## GOAL OF THE EXERCISE
Please copy the appeal judgment below word for word, starting at "Several pages later, after" and ending at "of circumstantial evidence.".

## EXCERPT TO READ
Fourthly, you may go further than rejection and find the testimony [of the appellant] to be a lie, that it was a fabrication.

Several pages later, after reviewing portions of the appellant’s evidence and providing legal instruction on the defence of alibi, the trial judge returned to the “fabrication” theme and instructed the jury as follows:

It is for you to determine whether the “elsewhere” testimony of Stephen McNeill is to be accepted or rejected. If you find that the evidence is not just to be rejected, but is a lie or fabrication put forward to deceive, you may add that conclusion to the body of circumstantial evidence.

 

(Emphasis added)

 

[20]  As a result of this instruction, the jury was led to believe that if the appellant’s evidence of his whereabouts on the night in question was found to be a fabrication designed to deceive, they could use that finding as positive evidence of guilt.

 

[21]  On behalf of the Crown, Ms. Fairburn concedes that the impugned instruction was wrong in law. [See Note 1 at end of document] As she points out at para. 15 of her factum:

Rejection of an accused’s evidence can only be used as circumstantial evidence of guilt where there is independent evidence of concoction. The appellant is correct that there was no independent evidence of concoction in this case. The jury should never have been instructed to use the evidence in this fashion.

 

[22]  Ms. Fairburn submits, however, that the error was harmless and occasioned no prejudice to the appellant. In support of her position, she points to other passages in the charge in which the trial judge made it clear that the appellant was not obliged to prove anything and that the rejection of his testimony did not constitute evidence of guilt. In her submission, these “proper” instructions served to neutralize the erroneous instruction.

 

[23]  With respect, I do not share Ms. Fairburn’s optimism. The case for the Crown rested primarily on the evidence of a handful of unsavoury witnesses who stood to gain by co- operating with the police and fingering the person whom the police suspected from the outset. By the same token, the appellant was also a person of unsavoury character and as counsel for the appellant points out, this may have been one of those cases where the jury could not decide who to believe.

 

[24]  In these circumstances, it is as least conceivable that the jury followed the impugned instruction, made a finding of fabrication and used that finding to tip the scales against the appellant. In the final analysis, I cannot say that the verdict would necessarily have been the same had the jury not been misdirected.

 

[25]  The second error in the charge, although not specifically raised as such by the appellant, is integrally related to one of his complaints about the conduct of Crown counsel. In particular, it arises in the context of his submission that his right to remain silent was impinged in cross-examination. For reasons which will become apparent when I address that issue, I am of the view that the error is sufficiently serious that it cannot be overlooked.

 

Improper Conduct of Crown Counsel

 

[26]  The appellant points to five separate instances of improper conduct on the part of Crown counsel. Of the five, I am satisfied that three merit attention.

 

(a)  Cross-examination impinging on the appellant’s right to remain silent

 

[27]  In her examination-in-chief of Detective Heslop, Crown counsel asked the following question:

Q. Now you told us officer that you were involved personally in the negotiations with Mr. Garner and personally — or not personally, but in a supervising capacity with respect to the negotiations with Mr. Bonello and Mr. Cudney. Can you tell me, did you ever obtain a statement from Stephen McNeill?

A. No.

 

[28]  The trial judge intervened at this point and the following exchange occurred in the presence of the jury:

THE COURT: What are we doing here?

Dataset items
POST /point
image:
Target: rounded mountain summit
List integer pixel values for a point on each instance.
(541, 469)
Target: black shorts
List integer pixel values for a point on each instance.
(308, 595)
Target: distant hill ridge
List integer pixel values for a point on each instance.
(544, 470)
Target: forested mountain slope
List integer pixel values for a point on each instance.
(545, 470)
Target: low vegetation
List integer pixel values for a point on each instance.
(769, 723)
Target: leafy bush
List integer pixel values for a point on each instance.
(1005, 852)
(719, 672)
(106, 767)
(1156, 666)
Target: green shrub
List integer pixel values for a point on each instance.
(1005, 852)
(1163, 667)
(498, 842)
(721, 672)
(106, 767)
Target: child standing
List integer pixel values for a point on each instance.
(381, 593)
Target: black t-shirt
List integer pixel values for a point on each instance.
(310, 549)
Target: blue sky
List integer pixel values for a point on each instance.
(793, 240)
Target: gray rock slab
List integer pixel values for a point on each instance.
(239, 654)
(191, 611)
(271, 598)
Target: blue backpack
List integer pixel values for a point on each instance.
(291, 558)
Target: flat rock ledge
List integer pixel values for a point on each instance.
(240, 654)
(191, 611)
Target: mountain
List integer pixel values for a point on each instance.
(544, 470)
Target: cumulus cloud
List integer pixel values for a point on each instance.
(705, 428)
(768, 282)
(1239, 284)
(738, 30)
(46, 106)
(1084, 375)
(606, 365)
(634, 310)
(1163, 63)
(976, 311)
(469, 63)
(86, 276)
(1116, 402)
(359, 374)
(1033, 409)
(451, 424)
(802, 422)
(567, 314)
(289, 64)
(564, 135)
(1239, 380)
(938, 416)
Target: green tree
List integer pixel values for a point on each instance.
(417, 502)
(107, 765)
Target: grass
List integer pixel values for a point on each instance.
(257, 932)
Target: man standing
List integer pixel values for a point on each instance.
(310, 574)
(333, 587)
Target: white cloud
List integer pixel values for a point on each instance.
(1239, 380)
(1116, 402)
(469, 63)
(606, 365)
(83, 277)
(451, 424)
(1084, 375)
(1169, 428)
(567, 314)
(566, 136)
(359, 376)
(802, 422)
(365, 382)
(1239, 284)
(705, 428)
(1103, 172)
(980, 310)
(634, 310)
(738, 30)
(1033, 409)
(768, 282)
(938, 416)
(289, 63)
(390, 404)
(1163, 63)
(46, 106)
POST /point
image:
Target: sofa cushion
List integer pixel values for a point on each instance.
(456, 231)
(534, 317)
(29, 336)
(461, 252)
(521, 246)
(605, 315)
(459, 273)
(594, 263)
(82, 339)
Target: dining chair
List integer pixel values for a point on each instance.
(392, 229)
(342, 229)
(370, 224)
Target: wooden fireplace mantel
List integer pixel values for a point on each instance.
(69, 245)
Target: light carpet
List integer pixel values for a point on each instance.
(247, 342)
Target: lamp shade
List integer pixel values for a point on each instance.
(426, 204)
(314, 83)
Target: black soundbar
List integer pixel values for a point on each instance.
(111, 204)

## TASK ANSWER
Several pages later, after reviewing portions of the appellant’s evidence and providing legal instruction on the defence of alibi, the trial judge returned to the “fabrication” theme and instructed the jury as follows:

It is for you to determine whether the “elsewhere” testimony of Stephen McNeill is to be accepted or rejected. If you find that the evidence is not just to be rejected, but is a lie or fabrication put forward to deceive, you may add that conclusion to the body of circumstantial evidence.